GOAL OF THE EXERCISE: Can you repeat the material word for word, from the line with "target | grass lawn" up to and including the line with "x=1265 y=615", without the pictures?

## Begin SUPPLIED INFORMATION

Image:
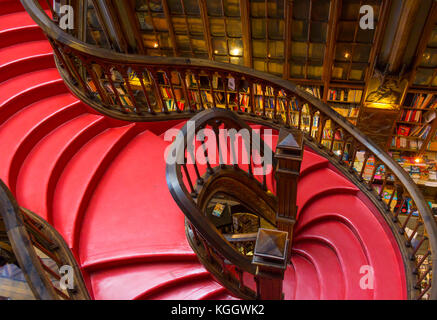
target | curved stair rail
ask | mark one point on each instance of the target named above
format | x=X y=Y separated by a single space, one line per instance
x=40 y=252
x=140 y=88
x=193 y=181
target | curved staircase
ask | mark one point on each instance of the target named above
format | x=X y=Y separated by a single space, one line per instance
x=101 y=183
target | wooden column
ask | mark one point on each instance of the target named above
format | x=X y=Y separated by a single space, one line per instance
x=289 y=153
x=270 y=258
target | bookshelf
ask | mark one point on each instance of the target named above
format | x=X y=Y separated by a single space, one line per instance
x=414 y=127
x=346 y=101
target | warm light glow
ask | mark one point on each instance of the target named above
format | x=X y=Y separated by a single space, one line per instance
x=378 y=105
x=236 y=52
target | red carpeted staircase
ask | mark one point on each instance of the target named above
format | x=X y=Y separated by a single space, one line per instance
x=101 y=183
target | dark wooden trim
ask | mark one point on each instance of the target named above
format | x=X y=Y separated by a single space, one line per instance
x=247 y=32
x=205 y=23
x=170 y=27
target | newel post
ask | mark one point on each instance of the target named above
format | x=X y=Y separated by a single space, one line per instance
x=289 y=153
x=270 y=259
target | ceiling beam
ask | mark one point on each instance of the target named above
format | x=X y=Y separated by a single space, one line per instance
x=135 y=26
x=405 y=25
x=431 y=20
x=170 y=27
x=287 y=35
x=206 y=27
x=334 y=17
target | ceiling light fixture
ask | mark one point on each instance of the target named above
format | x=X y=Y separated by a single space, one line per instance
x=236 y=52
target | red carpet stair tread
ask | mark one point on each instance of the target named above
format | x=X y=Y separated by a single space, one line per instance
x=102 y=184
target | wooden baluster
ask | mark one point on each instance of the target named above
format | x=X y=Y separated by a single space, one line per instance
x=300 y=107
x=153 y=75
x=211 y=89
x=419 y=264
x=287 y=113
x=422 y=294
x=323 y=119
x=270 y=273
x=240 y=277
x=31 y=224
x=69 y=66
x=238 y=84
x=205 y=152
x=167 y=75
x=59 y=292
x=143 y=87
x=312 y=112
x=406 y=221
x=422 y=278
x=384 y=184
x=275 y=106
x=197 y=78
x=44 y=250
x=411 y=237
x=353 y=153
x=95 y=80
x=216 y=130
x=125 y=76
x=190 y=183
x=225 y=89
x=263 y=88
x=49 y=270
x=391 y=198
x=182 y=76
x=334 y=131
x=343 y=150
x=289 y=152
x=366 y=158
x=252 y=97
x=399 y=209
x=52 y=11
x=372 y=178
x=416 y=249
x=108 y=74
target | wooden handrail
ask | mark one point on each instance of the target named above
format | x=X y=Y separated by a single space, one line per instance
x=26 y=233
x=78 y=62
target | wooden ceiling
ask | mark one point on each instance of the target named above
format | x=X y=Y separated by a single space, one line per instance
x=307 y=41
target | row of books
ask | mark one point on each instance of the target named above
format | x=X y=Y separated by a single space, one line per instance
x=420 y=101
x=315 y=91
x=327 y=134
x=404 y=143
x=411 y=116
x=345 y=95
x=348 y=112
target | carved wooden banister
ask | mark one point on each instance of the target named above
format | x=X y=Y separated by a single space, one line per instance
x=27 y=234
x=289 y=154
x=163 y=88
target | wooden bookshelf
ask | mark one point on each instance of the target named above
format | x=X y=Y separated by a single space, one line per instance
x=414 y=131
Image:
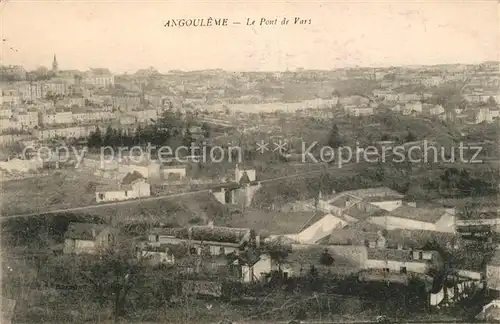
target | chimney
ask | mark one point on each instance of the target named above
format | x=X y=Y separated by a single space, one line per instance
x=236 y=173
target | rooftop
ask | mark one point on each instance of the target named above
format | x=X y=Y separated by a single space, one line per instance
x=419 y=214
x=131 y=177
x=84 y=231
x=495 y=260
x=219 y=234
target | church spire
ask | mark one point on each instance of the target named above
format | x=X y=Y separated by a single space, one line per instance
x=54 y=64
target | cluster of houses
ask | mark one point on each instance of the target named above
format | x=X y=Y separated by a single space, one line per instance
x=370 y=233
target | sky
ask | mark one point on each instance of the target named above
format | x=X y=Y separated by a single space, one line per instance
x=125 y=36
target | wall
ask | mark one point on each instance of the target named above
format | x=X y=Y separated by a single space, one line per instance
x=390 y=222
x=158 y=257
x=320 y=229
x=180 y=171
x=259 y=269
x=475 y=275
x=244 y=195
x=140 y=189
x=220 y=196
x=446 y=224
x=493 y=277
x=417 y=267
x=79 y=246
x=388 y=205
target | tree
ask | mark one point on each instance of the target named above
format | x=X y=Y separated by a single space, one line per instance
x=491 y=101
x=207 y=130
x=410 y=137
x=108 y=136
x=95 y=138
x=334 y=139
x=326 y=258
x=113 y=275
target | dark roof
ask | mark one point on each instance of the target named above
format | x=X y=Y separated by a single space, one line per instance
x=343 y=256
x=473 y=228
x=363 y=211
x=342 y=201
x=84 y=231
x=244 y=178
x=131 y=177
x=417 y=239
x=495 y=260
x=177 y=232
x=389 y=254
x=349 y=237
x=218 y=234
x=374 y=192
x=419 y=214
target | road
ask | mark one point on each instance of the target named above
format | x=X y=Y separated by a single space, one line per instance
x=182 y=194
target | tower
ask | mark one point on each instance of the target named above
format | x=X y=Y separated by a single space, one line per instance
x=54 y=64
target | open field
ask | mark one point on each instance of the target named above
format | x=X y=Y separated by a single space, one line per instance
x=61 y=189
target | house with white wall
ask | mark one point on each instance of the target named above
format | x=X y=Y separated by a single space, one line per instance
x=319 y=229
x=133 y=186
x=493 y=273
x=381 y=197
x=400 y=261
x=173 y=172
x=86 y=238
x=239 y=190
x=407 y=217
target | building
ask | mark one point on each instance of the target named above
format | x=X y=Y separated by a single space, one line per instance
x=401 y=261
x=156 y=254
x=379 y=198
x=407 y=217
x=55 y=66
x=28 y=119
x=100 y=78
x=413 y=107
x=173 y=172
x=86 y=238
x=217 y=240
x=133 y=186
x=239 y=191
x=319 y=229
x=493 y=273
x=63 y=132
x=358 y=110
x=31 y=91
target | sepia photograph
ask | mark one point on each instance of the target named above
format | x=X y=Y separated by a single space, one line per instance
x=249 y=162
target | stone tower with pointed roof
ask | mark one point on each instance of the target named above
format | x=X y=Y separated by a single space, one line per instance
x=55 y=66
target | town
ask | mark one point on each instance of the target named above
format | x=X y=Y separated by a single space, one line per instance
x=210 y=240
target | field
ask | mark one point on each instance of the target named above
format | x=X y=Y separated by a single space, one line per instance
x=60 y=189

## End SUPPLIED INFORMATION
## Begin SUPPLIED INFORMATION

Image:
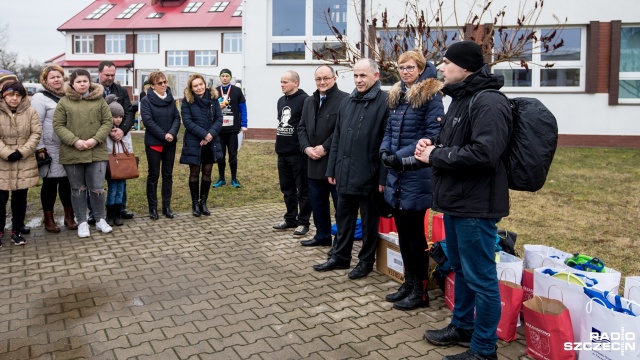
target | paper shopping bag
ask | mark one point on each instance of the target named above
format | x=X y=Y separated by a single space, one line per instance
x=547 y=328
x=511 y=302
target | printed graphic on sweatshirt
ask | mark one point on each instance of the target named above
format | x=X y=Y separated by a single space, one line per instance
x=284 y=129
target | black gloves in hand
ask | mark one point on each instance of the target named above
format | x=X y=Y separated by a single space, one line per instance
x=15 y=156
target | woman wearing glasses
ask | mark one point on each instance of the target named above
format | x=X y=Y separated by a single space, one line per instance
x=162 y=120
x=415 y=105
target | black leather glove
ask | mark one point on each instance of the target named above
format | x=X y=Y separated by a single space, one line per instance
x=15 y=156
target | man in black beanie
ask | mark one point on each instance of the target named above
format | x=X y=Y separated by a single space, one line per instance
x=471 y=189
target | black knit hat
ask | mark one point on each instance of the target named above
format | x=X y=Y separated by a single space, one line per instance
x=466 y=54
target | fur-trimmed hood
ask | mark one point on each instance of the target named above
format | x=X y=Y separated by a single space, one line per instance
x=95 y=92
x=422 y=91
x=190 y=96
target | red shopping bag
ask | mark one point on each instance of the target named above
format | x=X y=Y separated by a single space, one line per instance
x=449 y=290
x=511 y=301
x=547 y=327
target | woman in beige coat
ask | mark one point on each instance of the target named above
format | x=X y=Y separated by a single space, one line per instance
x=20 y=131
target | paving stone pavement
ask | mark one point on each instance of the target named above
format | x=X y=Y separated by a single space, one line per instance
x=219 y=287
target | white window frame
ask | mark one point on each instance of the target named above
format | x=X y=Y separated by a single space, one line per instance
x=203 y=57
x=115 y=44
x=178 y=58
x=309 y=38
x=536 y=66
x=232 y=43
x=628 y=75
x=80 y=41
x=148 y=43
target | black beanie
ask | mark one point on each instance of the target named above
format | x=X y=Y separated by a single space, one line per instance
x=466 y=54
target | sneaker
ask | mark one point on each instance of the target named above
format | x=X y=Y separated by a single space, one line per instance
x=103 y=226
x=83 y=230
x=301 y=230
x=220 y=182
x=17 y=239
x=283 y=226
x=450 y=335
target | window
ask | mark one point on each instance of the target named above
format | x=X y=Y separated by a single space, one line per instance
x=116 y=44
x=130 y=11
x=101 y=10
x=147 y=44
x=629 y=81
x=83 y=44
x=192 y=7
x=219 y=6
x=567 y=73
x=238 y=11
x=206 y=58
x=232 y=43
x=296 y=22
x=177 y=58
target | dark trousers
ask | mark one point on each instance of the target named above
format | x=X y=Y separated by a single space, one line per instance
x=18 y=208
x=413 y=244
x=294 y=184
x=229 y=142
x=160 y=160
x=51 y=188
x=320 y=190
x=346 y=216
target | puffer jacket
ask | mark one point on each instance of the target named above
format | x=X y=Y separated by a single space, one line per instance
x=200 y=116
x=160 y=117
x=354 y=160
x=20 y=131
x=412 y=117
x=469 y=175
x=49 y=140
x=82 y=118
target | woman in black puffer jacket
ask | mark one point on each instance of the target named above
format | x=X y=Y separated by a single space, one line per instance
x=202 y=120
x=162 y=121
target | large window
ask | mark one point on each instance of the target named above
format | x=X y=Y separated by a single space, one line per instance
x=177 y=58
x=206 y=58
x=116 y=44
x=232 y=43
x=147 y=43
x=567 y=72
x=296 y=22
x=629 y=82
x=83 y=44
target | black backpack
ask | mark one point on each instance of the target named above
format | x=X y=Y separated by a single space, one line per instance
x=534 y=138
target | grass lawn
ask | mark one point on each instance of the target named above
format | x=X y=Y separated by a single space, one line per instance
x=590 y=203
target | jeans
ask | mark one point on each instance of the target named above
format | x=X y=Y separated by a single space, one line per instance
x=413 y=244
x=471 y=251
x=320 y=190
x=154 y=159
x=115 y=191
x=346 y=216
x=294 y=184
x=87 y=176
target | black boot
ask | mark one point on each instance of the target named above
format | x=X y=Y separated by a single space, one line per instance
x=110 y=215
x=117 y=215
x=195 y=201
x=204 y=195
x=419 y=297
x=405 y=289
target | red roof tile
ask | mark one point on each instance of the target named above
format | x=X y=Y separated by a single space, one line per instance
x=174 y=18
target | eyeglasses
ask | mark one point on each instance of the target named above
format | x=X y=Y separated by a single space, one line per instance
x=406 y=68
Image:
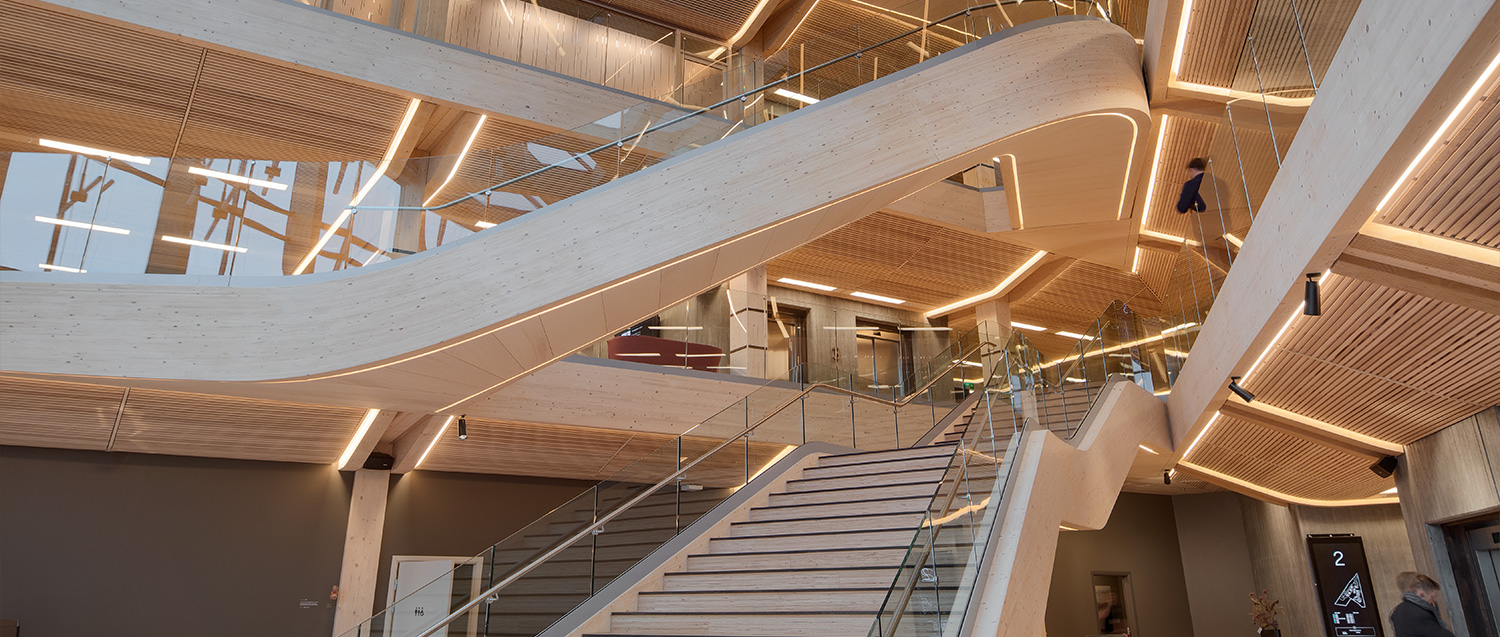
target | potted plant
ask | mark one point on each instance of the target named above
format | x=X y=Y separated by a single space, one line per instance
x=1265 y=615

## End SUPPLIED INFORMATION

RESPONSE:
target | grass lawn
ask | mark one point on each instance of the target named above
format | x=X y=Y separated by a single space, one line per instance
x=590 y=203
target | jeans
ask | mark one point on each instance of the target named above
format | x=X y=Y separated by a single space, one line per instance
x=413 y=244
x=471 y=251
x=320 y=190
x=154 y=159
x=115 y=191
x=346 y=216
x=294 y=184
x=87 y=176
target | black boot
ask | mark one point on each instance of the target named above
format | x=X y=Y separated by a single space, one line per instance
x=110 y=215
x=117 y=215
x=195 y=201
x=204 y=195
x=419 y=297
x=405 y=289
target | red roof tile
ask | mark one point on each instance of the target named above
format | x=X y=Y separated by a single space, one line per instance
x=174 y=18
target | eyeglasses
ask | mark one point on each instance of the target named above
format | x=X y=Y separated by a single space, one line per instance
x=406 y=68
Image:
target | potted plant
ask | mark one point on each instance of the target named above
format | x=X y=Y separated by a single space, one line per instance
x=1265 y=615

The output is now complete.